Request:
Put the lines of the listing below into a JSON list of strings, one string per line. Begin at the line that contains "Segment the green", stop after the line that contains "142L89 115L50 144L40", and leave out any blank lines.

Records provided:
***

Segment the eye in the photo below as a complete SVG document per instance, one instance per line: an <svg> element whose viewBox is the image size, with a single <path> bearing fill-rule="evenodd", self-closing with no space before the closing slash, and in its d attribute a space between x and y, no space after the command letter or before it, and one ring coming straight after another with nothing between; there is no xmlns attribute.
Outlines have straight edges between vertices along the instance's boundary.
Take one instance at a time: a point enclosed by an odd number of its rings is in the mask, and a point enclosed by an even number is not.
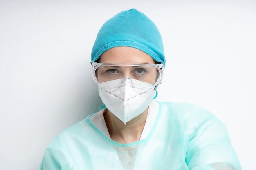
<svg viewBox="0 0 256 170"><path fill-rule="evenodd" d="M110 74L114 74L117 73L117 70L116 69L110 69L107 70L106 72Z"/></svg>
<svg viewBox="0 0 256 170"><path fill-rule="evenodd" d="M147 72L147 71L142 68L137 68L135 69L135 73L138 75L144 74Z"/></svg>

***

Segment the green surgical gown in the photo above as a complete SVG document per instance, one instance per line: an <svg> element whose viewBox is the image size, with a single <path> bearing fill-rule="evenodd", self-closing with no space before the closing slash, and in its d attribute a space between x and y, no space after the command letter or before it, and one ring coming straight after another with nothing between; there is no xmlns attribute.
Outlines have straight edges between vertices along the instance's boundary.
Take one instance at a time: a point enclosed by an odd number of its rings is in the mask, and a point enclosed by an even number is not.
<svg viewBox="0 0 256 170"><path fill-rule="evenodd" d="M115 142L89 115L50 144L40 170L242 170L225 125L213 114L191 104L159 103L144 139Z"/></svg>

***

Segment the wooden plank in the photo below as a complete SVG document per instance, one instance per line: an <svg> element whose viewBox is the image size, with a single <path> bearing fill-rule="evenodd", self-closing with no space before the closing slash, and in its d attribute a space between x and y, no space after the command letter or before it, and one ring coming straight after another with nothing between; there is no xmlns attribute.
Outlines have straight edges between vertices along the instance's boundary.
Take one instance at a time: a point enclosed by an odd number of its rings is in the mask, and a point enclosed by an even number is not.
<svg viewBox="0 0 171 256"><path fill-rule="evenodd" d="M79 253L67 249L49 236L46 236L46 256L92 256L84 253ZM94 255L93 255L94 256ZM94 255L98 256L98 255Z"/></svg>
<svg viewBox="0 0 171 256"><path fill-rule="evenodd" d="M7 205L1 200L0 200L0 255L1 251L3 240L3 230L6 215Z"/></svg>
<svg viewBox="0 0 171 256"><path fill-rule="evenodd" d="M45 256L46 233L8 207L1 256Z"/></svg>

***

Answer to this exercise:
[
  "Segment the green surgical gown in the photo above as a complete SVG document per instance, one instance per line: an <svg> element whose viewBox is the image size, with a single <path> bearing fill-rule=\"evenodd\", self-closing with no space before the closing slash, and in its d attribute a space between x and y, no space after the command letter or before it, and one ring coming straight after another with nothing between; there is no xmlns attribute.",
  "Outlines have straight edges between vertices along the instance's boundary.",
  "Take one instance at a time: a point enclosed by an odd number of its rings is in the mask, and a point enclosed by an even number is not.",
  "<svg viewBox=\"0 0 256 170\"><path fill-rule=\"evenodd\" d=\"M115 142L89 115L50 144L40 170L242 170L225 125L213 114L191 104L159 103L144 139Z\"/></svg>"
]